___ Dataset entries ___

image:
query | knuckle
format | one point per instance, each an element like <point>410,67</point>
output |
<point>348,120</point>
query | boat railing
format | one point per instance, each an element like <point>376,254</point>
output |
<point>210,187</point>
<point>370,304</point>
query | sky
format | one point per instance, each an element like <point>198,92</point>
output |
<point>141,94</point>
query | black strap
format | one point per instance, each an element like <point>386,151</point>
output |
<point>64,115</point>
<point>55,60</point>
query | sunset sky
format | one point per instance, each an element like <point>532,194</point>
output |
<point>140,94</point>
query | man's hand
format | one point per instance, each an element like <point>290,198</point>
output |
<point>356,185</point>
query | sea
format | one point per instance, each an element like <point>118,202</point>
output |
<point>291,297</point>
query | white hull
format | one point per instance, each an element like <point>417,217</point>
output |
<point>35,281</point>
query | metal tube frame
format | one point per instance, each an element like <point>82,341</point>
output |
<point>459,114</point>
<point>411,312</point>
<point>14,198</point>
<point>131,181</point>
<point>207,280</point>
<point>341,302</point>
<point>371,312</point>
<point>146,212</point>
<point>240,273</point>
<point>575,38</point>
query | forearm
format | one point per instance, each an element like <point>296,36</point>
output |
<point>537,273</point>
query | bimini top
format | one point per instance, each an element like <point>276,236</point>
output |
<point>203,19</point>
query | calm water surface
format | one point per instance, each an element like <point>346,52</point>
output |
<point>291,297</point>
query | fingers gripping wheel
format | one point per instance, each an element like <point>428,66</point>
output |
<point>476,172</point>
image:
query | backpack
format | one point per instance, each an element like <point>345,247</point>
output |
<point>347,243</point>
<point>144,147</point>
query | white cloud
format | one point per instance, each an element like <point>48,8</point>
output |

___
___ Dataset entries ___

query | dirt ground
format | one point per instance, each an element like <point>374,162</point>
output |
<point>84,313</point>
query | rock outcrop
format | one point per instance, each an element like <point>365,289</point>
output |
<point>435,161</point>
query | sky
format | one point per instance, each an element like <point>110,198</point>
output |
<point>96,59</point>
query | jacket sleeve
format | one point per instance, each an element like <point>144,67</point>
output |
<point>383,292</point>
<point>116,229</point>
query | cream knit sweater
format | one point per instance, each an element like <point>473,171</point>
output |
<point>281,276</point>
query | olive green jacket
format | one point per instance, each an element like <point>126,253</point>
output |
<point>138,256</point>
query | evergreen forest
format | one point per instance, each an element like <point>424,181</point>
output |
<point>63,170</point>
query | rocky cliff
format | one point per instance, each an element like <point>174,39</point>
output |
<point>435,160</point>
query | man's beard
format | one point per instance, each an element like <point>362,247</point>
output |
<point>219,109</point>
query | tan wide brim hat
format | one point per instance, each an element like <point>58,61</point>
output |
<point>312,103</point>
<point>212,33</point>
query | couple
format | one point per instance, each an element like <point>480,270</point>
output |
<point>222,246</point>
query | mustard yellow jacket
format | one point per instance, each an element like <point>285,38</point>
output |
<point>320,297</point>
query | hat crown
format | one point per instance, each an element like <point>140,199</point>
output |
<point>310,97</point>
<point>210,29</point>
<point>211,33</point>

___

* [Task statement] Please turn the rows starting with the line that contains "query | man's hand" and going on through the line that contains "<point>35,281</point>" into a numbered list, leaving out any blank lines.

* [Completed exercise]
1. query | man's hand
2. format | one point per instance, each an element like <point>290,198</point>
3. output |
4. <point>356,185</point>
5. query | sea
6. format | one point per instance, each an element like <point>118,202</point>
7. output |
8. <point>291,297</point>
9. query | white hull
10. format | one point per instance, each an element like <point>417,217</point>
11. output |
12. <point>35,281</point>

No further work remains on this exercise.